## BEGIN

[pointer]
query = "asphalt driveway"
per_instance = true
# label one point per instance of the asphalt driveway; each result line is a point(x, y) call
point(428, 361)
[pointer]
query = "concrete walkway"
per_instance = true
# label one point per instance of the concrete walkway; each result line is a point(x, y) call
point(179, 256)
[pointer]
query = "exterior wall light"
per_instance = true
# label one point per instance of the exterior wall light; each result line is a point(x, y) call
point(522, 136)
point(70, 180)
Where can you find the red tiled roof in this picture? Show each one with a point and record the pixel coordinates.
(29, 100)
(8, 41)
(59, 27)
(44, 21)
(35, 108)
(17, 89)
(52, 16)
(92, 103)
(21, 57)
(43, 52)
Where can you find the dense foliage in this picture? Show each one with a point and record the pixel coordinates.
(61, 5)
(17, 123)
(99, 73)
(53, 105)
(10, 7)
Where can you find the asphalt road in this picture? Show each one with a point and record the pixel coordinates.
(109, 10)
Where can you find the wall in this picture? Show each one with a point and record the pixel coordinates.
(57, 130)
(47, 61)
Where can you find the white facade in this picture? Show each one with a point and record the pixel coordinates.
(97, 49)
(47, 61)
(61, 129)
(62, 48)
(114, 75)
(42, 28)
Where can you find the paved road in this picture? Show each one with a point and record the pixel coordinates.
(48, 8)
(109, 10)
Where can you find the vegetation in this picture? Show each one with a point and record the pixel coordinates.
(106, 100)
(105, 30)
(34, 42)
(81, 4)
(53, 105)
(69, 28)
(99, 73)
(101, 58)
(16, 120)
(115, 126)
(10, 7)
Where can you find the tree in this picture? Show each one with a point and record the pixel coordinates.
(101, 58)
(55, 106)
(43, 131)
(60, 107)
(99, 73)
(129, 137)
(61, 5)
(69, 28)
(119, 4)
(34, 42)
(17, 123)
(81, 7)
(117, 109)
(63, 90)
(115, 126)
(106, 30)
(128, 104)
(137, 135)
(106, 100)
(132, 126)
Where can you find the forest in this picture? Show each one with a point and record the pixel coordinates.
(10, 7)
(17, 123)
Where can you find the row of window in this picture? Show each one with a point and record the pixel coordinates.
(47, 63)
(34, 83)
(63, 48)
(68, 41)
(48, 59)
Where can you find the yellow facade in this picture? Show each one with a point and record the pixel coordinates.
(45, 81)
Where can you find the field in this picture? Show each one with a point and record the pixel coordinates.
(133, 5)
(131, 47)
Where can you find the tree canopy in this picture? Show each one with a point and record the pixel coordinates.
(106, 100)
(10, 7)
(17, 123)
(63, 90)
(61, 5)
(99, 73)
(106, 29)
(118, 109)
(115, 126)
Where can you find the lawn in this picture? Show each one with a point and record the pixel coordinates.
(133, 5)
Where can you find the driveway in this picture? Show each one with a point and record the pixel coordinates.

## END

Written exercise:
Can you arrange the part that opens with the line containing "Where can you find the row" and runs through the last of these lines as a numbered list, leaving out any blank lines?

Reply to the exercise:
1. Where can you find the row of window in this picture? Show each one with a point and record the pixel coordinates.
2. (47, 63)
3. (34, 83)
4. (63, 48)
5. (68, 41)
6. (48, 59)
7. Where can you find the yellow facade in this picture? Show each one with a point and record the pixel coordinates.
8. (45, 81)
9. Where can you find the field in this picture? Show each one with a point and record the pixel coordinates.
10. (133, 5)
11. (131, 47)
12. Where can you find the tree canopy in this picture? Show each one with a point and record the pixel coordinates.
13. (106, 100)
14. (10, 7)
15. (17, 123)
16. (63, 90)
17. (61, 5)
18. (99, 73)
19. (106, 29)
20. (118, 109)
21. (115, 126)
22. Where can you find the lawn in this picture? Show each one with a point and record the pixel coordinates.
23. (133, 5)
24. Where can you find the driveway in this picture? Show each one with a point and record the pixel coordinates.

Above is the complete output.